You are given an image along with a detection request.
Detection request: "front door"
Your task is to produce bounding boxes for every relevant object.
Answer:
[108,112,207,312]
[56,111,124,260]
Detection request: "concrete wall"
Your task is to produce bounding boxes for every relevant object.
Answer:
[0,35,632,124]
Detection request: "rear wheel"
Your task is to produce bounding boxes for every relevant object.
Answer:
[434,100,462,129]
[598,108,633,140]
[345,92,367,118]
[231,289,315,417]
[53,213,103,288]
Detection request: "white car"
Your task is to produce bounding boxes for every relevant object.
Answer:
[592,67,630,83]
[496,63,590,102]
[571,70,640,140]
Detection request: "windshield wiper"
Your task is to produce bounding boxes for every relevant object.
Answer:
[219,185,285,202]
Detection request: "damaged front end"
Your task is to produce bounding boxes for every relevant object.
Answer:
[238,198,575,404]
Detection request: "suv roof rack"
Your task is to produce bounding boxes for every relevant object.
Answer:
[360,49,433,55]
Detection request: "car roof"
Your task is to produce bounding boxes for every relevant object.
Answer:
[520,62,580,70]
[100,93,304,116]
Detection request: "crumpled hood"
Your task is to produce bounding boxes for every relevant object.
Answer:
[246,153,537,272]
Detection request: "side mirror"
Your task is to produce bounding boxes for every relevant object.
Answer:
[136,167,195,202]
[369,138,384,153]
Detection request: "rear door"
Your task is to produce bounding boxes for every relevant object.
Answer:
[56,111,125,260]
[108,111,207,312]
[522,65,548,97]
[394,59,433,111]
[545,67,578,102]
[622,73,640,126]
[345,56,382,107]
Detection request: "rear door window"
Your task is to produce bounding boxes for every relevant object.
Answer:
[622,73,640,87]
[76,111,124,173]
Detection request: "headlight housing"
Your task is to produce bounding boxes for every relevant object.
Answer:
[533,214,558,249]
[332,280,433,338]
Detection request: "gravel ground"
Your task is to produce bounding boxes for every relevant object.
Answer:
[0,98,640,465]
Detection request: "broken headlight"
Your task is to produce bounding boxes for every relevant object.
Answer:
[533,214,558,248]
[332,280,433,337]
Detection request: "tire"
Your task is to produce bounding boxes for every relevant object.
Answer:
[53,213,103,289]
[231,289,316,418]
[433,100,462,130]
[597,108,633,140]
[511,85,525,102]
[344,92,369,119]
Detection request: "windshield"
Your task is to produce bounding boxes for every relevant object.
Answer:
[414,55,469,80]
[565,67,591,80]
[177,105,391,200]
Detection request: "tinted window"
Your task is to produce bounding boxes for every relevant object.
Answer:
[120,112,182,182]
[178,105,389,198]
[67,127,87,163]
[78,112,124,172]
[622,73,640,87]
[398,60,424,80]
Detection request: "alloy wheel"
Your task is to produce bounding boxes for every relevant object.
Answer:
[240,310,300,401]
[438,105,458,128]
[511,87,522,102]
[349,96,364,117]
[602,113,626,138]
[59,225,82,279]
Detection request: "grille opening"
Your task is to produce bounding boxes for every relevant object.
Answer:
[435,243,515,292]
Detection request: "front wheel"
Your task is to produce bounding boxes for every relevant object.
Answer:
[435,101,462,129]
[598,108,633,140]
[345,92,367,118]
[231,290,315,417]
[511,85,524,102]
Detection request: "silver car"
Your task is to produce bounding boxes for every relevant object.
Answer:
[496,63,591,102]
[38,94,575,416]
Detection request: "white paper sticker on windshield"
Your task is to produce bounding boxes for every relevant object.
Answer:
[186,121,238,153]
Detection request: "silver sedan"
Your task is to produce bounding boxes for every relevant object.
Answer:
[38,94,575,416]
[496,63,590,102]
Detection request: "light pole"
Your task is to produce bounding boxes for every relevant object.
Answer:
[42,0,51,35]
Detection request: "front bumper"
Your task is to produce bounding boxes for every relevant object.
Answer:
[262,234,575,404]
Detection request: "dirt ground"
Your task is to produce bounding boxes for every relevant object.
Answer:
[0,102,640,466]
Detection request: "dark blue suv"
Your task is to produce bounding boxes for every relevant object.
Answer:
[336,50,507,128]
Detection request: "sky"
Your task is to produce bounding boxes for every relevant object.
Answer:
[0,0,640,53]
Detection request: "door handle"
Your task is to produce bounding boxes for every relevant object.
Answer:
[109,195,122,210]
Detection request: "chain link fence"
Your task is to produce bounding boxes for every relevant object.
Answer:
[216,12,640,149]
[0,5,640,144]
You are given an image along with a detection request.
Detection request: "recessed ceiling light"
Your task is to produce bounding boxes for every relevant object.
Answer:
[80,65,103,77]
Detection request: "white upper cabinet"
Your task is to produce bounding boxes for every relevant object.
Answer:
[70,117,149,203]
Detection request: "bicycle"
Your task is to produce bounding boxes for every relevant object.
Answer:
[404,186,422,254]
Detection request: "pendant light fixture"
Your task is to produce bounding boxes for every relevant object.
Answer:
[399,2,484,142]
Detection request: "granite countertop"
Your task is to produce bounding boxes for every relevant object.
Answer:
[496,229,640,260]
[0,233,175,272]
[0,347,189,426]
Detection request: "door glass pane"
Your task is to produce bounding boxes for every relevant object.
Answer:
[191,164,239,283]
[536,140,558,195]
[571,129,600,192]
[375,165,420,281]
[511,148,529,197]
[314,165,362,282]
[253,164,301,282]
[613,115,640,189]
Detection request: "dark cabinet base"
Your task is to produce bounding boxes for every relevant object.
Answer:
###
*Stated task*
Count the lines of the data above that contain the string "ground", treating case as significant, and give only the number.

*The response*
2